-- START OF Material for this task --

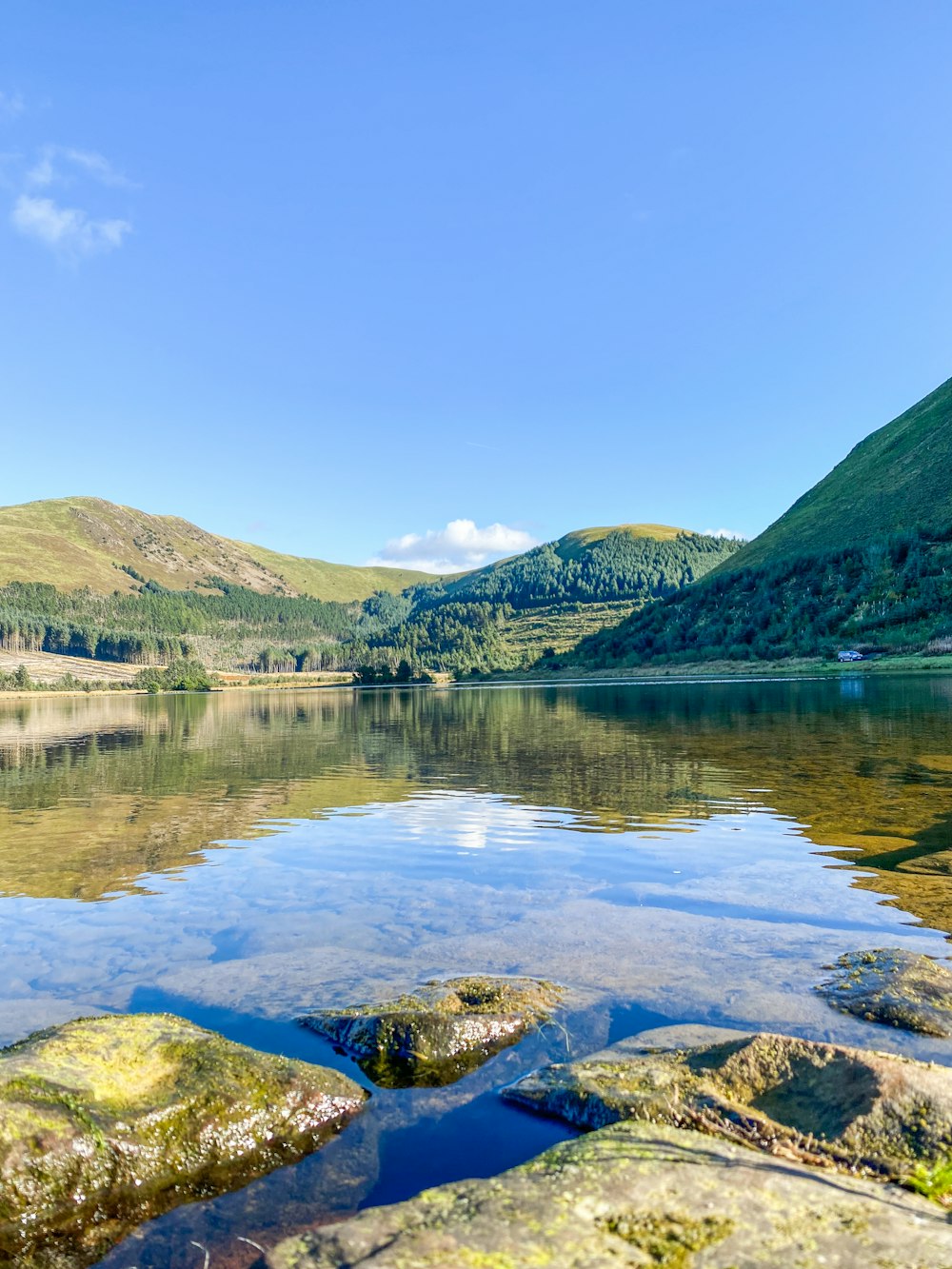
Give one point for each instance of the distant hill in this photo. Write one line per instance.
(589, 566)
(863, 559)
(75, 542)
(87, 579)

-- END OF Material for this task --

Repeat the material above in full and exactly, omitting the pictures.

Give one point for each instance of the distant hill in this photo. Write one line per instance.
(589, 566)
(863, 559)
(75, 542)
(87, 579)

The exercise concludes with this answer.